» THE EXERCISE
Please rewrite the lines from the line with "Would you be able to determine the whereabouts of the round" up to and including the line with "[0,0,310,165]", swapping "round boulder" for "smooth boulder" and changing nothing else.

"""

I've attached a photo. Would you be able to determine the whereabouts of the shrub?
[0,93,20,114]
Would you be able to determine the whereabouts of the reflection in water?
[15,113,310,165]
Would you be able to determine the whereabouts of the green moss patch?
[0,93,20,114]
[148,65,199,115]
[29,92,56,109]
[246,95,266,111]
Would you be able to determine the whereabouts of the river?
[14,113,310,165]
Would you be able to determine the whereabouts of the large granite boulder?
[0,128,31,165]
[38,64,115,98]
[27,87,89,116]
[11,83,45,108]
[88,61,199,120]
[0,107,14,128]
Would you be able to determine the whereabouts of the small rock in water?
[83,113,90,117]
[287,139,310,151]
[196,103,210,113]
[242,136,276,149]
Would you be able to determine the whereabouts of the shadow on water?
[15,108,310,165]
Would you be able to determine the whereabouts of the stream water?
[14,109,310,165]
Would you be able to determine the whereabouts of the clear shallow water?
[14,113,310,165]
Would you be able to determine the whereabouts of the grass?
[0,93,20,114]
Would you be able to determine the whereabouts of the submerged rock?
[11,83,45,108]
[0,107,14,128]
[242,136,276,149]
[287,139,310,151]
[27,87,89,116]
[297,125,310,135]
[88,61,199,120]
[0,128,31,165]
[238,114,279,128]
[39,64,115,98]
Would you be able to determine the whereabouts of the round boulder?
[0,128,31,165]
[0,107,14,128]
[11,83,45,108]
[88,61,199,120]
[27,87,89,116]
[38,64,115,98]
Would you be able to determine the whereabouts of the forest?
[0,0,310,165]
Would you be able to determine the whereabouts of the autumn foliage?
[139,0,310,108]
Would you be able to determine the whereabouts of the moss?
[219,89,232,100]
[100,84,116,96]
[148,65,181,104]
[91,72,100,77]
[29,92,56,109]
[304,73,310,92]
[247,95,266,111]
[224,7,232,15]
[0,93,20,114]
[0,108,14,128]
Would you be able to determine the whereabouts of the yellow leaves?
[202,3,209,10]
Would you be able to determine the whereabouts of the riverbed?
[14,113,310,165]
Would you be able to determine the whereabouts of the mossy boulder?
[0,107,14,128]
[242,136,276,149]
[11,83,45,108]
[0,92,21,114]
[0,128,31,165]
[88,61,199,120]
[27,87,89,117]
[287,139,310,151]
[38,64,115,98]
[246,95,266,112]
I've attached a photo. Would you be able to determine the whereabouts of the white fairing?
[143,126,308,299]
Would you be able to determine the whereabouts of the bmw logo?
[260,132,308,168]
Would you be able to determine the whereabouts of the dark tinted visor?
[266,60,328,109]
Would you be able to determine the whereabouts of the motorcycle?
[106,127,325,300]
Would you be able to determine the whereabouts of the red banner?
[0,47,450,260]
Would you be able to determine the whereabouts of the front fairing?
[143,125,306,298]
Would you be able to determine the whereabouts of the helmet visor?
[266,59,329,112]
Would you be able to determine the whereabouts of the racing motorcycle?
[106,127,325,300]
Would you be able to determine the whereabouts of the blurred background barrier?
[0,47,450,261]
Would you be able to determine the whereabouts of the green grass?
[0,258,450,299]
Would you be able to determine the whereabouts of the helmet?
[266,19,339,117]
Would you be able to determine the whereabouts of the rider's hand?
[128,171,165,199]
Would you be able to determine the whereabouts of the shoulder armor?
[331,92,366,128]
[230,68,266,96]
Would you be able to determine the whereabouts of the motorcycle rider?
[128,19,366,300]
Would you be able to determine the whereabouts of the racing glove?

"""

» SOLUTION TO THIS PROBLEM
Would you be able to determine the whereabouts of the smooth boulder?
[0,128,31,165]
[0,107,14,128]
[11,83,45,108]
[88,61,199,120]
[27,87,89,116]
[38,64,115,98]
Would you be able to determine the whereabouts of the forest?
[0,0,310,165]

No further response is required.